Please rewrite the items below with "every instance traced" changed to "all instances traced" and every other character left unchanged.

• DATASET:

★ ★ ★ ★ ★

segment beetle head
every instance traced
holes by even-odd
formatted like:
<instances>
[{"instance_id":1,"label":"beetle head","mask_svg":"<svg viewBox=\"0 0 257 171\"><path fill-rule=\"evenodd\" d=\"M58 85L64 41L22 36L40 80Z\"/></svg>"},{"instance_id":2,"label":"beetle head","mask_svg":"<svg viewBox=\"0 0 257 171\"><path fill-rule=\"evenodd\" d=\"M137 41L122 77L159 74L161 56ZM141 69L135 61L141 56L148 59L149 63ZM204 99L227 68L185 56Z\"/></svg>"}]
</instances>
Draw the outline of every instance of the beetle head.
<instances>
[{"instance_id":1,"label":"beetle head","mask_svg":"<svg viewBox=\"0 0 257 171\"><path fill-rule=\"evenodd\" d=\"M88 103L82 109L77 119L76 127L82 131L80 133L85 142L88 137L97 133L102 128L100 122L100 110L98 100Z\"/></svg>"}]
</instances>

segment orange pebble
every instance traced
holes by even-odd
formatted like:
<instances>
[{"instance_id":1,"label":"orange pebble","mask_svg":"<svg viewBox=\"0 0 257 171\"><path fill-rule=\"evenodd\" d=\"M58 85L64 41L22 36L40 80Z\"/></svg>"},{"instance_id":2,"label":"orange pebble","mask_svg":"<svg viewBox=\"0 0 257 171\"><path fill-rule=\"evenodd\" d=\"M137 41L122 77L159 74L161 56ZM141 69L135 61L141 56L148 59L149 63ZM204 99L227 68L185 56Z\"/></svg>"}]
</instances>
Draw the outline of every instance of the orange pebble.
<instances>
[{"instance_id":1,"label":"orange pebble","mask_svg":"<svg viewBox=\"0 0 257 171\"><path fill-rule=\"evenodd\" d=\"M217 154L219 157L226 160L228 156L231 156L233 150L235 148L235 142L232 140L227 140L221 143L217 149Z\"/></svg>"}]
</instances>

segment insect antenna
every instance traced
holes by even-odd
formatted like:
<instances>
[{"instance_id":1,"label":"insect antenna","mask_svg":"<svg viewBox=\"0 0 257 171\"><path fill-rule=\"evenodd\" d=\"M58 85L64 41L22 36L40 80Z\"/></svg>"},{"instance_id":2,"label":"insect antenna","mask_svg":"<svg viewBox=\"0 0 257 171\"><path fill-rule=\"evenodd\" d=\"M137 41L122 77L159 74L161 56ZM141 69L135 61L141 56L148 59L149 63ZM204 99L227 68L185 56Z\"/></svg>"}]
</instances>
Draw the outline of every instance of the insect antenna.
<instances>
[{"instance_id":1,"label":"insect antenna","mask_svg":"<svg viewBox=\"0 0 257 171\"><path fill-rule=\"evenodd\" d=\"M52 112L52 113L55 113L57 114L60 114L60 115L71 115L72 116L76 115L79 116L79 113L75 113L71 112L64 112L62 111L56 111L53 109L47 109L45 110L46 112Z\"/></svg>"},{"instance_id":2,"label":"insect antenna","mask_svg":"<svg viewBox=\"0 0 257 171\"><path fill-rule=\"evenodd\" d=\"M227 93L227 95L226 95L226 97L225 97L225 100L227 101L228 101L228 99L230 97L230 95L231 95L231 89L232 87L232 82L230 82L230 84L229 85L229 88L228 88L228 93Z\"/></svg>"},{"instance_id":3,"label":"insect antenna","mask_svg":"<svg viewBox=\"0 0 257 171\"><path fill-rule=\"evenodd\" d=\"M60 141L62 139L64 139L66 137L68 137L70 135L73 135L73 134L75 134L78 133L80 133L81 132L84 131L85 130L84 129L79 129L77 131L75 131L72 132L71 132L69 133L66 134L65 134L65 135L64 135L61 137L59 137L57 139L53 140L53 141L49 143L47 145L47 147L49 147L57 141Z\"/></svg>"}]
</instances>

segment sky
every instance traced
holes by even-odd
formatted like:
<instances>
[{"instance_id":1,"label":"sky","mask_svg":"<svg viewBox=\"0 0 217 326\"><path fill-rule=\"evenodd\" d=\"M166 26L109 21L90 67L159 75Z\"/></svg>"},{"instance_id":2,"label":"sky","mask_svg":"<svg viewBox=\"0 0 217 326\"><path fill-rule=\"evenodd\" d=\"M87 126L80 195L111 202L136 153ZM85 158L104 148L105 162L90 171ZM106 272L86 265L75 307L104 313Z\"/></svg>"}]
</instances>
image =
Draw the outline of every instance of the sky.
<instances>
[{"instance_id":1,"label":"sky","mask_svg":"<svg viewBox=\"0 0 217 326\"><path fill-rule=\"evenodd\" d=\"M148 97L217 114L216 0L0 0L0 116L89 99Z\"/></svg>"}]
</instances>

★ ★ ★ ★ ★

• RESULT OF THE EXERCISE:
segment beetle head
all instances traced
holes by even-odd
formatted like:
<instances>
[{"instance_id":1,"label":"beetle head","mask_svg":"<svg viewBox=\"0 0 257 171\"><path fill-rule=\"evenodd\" d=\"M58 85L64 41L22 36L40 80Z\"/></svg>"},{"instance_id":2,"label":"beetle head","mask_svg":"<svg viewBox=\"0 0 257 171\"><path fill-rule=\"evenodd\" d=\"M137 41L122 77L159 74L161 56ZM141 69L135 61L141 56L148 59L149 63ZM204 99L227 68L185 56Z\"/></svg>"}]
</instances>
Draw the outline of every instance of the beetle head.
<instances>
[{"instance_id":1,"label":"beetle head","mask_svg":"<svg viewBox=\"0 0 257 171\"><path fill-rule=\"evenodd\" d=\"M88 103L82 109L77 119L76 127L82 131L80 133L85 142L88 137L97 133L102 128L100 122L100 110L98 100Z\"/></svg>"}]
</instances>

segment orange pebble
all instances traced
holes by even-odd
formatted like:
<instances>
[{"instance_id":1,"label":"orange pebble","mask_svg":"<svg viewBox=\"0 0 257 171\"><path fill-rule=\"evenodd\" d=\"M58 85L64 41L22 36L40 80Z\"/></svg>"},{"instance_id":2,"label":"orange pebble","mask_svg":"<svg viewBox=\"0 0 257 171\"><path fill-rule=\"evenodd\" d=\"M137 41L122 77L159 74L161 56ZM141 69L135 61L141 56L148 59L149 63ZM204 99L227 68L185 56Z\"/></svg>"}]
</instances>
Draw the outline of every instance of the orange pebble.
<instances>
[{"instance_id":1,"label":"orange pebble","mask_svg":"<svg viewBox=\"0 0 257 171\"><path fill-rule=\"evenodd\" d=\"M217 154L219 157L226 160L228 156L231 156L233 150L235 148L235 142L232 140L227 140L221 143L217 149Z\"/></svg>"}]
</instances>

segment insect antenna
all instances traced
holes by even-odd
formatted like:
<instances>
[{"instance_id":1,"label":"insect antenna","mask_svg":"<svg viewBox=\"0 0 257 171\"><path fill-rule=\"evenodd\" d=\"M58 85L64 41L22 36L40 80Z\"/></svg>"},{"instance_id":2,"label":"insect antenna","mask_svg":"<svg viewBox=\"0 0 257 171\"><path fill-rule=\"evenodd\" d=\"M137 41L122 77L159 74L161 56ZM141 69L135 61L141 56L148 59L149 63ZM204 99L227 68L185 56Z\"/></svg>"}]
</instances>
Draw the outline of every instance of the insect antenna.
<instances>
[{"instance_id":1,"label":"insect antenna","mask_svg":"<svg viewBox=\"0 0 257 171\"><path fill-rule=\"evenodd\" d=\"M52 112L52 113L55 113L57 114L60 114L60 115L71 115L72 116L76 115L79 116L79 113L75 113L71 112L64 112L62 111L56 111L53 109L47 109L45 110L46 112Z\"/></svg>"},{"instance_id":2,"label":"insect antenna","mask_svg":"<svg viewBox=\"0 0 257 171\"><path fill-rule=\"evenodd\" d=\"M227 93L227 95L226 95L226 97L225 97L225 100L227 101L228 101L228 99L230 97L230 95L231 95L231 89L232 87L232 82L230 82L230 84L229 85L229 88L228 88L228 93Z\"/></svg>"},{"instance_id":3,"label":"insect antenna","mask_svg":"<svg viewBox=\"0 0 257 171\"><path fill-rule=\"evenodd\" d=\"M60 141L62 139L64 139L66 137L68 137L70 135L73 135L73 134L75 134L78 133L80 133L81 132L84 131L85 130L84 129L79 129L77 131L75 131L72 132L71 132L69 133L66 134L65 134L65 135L64 135L61 137L59 137L57 139L53 140L53 141L49 143L47 145L47 147L49 147L57 141Z\"/></svg>"}]
</instances>

segment sky
all instances traced
holes by even-odd
formatted like:
<instances>
[{"instance_id":1,"label":"sky","mask_svg":"<svg viewBox=\"0 0 217 326\"><path fill-rule=\"evenodd\" d=\"M166 26L109 21L90 67L159 75Z\"/></svg>"},{"instance_id":2,"label":"sky","mask_svg":"<svg viewBox=\"0 0 217 326\"><path fill-rule=\"evenodd\" d=\"M87 126L80 195L111 202L136 153ZM85 158L104 148L105 162L90 171ZM106 272L86 265L75 307L104 313Z\"/></svg>"}]
</instances>
image =
Draw the outline of every instance of the sky.
<instances>
[{"instance_id":1,"label":"sky","mask_svg":"<svg viewBox=\"0 0 217 326\"><path fill-rule=\"evenodd\" d=\"M148 97L217 114L216 0L0 0L0 116L89 99Z\"/></svg>"}]
</instances>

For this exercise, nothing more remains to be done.